EXCERPTED TEXT:
Monday 25 February 2008

Shoot the REF?

A hotel in Dundee on a cold rainy night... the perfect opportunity to get the blog going again after too long a gap. I've been meaning to write for a while on a topic that has occupied a lot of my attention over the last 18 months, namely research assessment. With the submission of data for RAE 2008 at the end of last November, the UK academic community has finally consigned seven years of research activity into the hands of peer review panels. Even though the results of this latest exercise will not be known before December, the funding councils are already moving to establish the parameters for a replacement for the RAE - the proposed Research Excellence Framework (REF).

ACTIVITY: Resume the blog post on UK research assessment, starting after its final sentence about the proposed Research Excellence Framework.

RECORDED DATA:
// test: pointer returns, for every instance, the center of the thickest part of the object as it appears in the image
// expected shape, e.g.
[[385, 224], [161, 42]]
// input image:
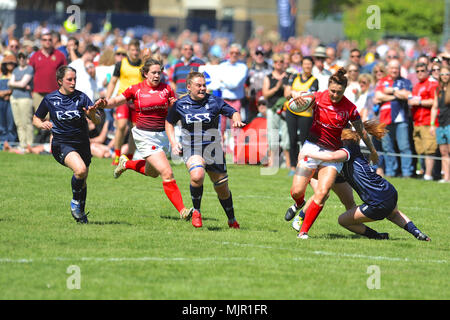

ANSWER BOX:
Universities were recently given the opportunity to respond to a consultation paper on the new REF. While most of the paper related to outline proposals to shift the balance of assessment in the so-called STEM (science, technology, engineering and medicine) subjects from peer review to 'metrics' (ie quantitative measures of performance, including citation counting), the paper also raised a number of questions about how the methodology for the arts, social sciences and humanities should be changed. Widespread concerns over the inappropriateness of bibliometrics for these disciplines appear, to a degree, to have been accepted and the thrust of the paper focuses on the questions of the kind of 'light touch' peer review that would be appropriate for these subjects, in conjunction with a possibly greater range of metric indicators than are used at present.

There must be relatively few academics and policy-makers who would not consider that the RAE has had its day. It has, I think, had some beneficial effects, but it has also distorted certain aspects of research activity, and been a massively resource intensive process. At Warwick alone the RAE 2008 has produced a university submission comprising, so our RAE team tell us, of 2296 pages. The hours put into the exercise by university and departmental research coordinators and administrators, by internal and external peer reviewers and various committee meetings must be staggering, creating I suspect a huge (lost) opportunity cost out of the whole exercise - and that's before we factor in the centralised costs to the funding councils of the assessment process itself.

So, what about the options for 2013?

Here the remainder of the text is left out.